▸ Task item:
Could you copy every line in the listing below that has the word "TARGET"?

▸ Information:
------

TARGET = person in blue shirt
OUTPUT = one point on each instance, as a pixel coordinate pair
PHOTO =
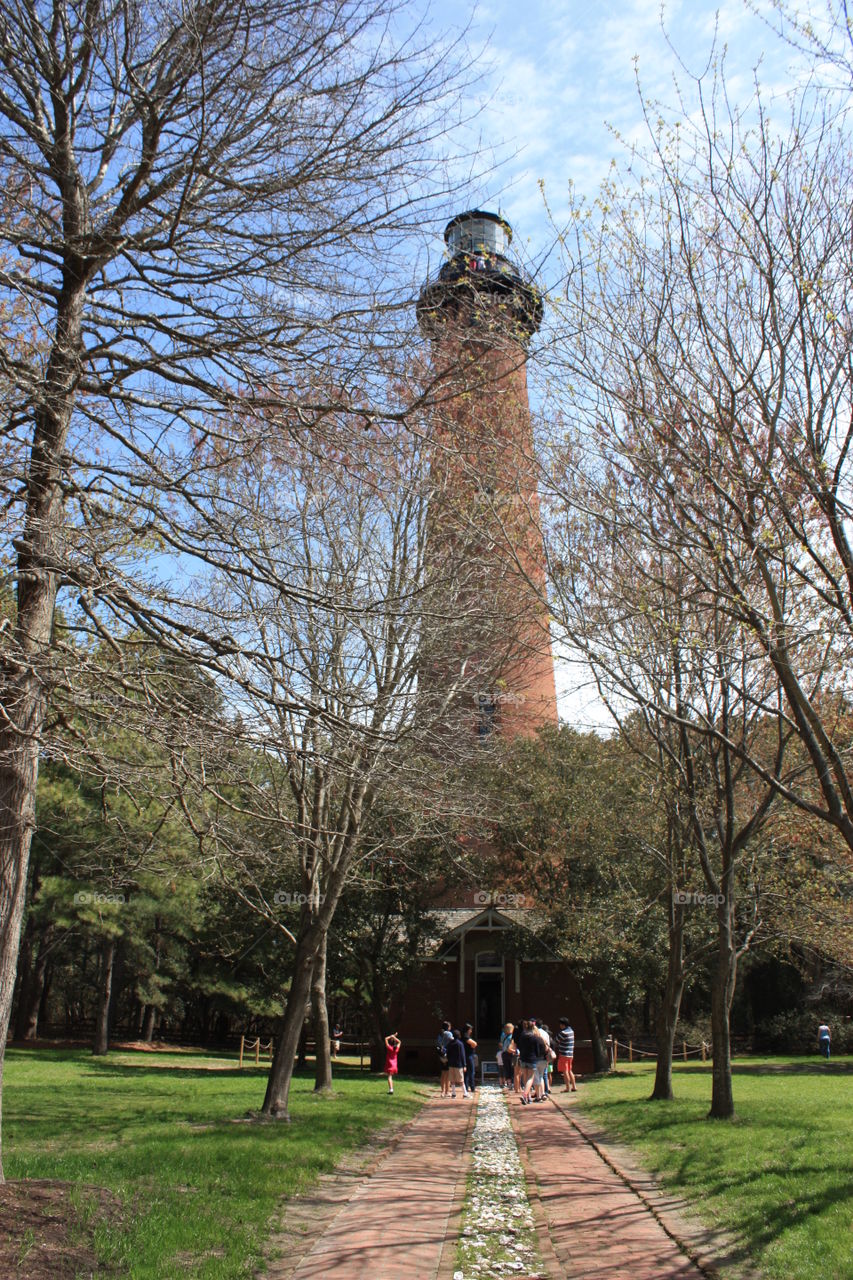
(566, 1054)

------

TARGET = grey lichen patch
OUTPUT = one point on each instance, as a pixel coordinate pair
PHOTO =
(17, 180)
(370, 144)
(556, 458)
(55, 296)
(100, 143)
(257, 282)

------

▸ Answer:
TARGET = person in blue shirt
TARGET = grey lichen patch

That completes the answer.